▶ **Excerpted text**
(begin)

Recommendation 6. (“The Panel recommends that the BFI should co-ordinate a joined-up UK-wide film festival offer, to promote independent British and specialised film and maximise value for money, utilising a mix of public funding and private investment and sponsorship.”) though it doesn’t mention it by name,  implies the continuing  importance of the Edinburgh International Film Festival to the UK film festival ecology but stresses the need for more to be done ‘to understand the role of local festivals and their relationship to international festivals in the UK’.  Growing festivals like Glasgow’s may take heart from that whereas Edinburgh may need to consider what role it wants to play as Scotland‘s centre of excellence in festival programming, curation and so on outside of the few weeks of the Festival itself.

Several commentators have highlighted the Review’s veiled criticism of UK Broadcasters for not doing enough to support the film ecology it benefits from to the tune  of £1.2bn in ‘economic value’ and the fact that 80% of UK film’s audience is via television.  While it resists calling outright for the statutory quotas for film investment or output which are common in outher parts of Europe, it does dangle them as a plan B if a voluntary solution isn’t found: “the Government initiates immediate discussions with each of the major broadcasters – the BBC, ITV, Channel 4, Channel 5 and BSkyB – with the aim of agreeing a Memorandum of Understanding with each broadcaster setting out its agreed commitments to support British film. Should this approach prove unproductive, then the Government should look at legislative solutions, including new film-related licence requirements to be implemented in the new Communications Act.

From a Scottish perspective the question is whether such voluntary or statutory arrangements can produce a commitment to diversity of material and/or a specific commitment to film investment/output in Scotland by the terrestrial broadcasters.  Given the current scale of opt-out programme budgets and available slots this might seem implausible but STV’s drive to opt out of the ITV network more and more, the declining ‘entry cost’ of (low budget) feature film production, wider partnership opportunities with domestic and overseas co-producers and the greater flexibility over release ‘windows’ all make it much easier to envisage Scottish broadcasters part-funding festures for theatrical and near to simultaneous TV release.  Indeed without them it is difficult to imagine a sustainable Scottish film ecology.

Alongside finance and distribution, skills and talent development are crucial to the ‘supply side’ of film-making.  Sustaining the critical mass of craft skills in Scotland needed to support incoming and indigenous filmmaking and nurturing new talent to the point where it can attract investment from near or far remain high priorities (or ought to).  The Smith Review Panel “recommends that the BFI, in partnership with Skillset and BIS, continues to deliver and strengthen a strategy for skills which represents a ‘gold standard’. Such a strategy will help ensure that skills across the sector remain one of the UK’s great strengths, that our skills base continues to act as a powerful incentive for inward investment, and that the indigenous film sector is able to maximise benefits to audiences.”

(end)

▶ **Dataset content**
(begin)

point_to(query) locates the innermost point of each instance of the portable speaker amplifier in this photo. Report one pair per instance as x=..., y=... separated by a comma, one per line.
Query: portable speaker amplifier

(end)

▶ **To do**
- 1) According to the film policy text, what percentage of UK film's audience comes via television?
- 2) Repeat the film policy text from "From a Scottish" to "Scottish film ecology.".
Rely only on the film policy text.

▶ **Exercise responses**
- 1) 80%

- 2)
From a Scottish perspective the question is whether such voluntary or statutory arrangements can produce a commitment to diversity of material and/or a specific commitment to film investment/output in Scotland by the terrestrial broadcasters.  Given the current scale of opt-out programme budgets and available slots this might seem implausible but STV’s drive to opt out of the ITV network more and more, the declining ‘entry cost’ of (low budget) feature film production, wider partnership opportunities with domestic and overseas co-producers and the greater flexibility over release ‘windows’ all make it much easier to envisage Scottish broadcasters part-funding festures for theatrical and near to simultaneous TV release.  Indeed without them it is difficult to imagine a sustainable Scottish film ecology.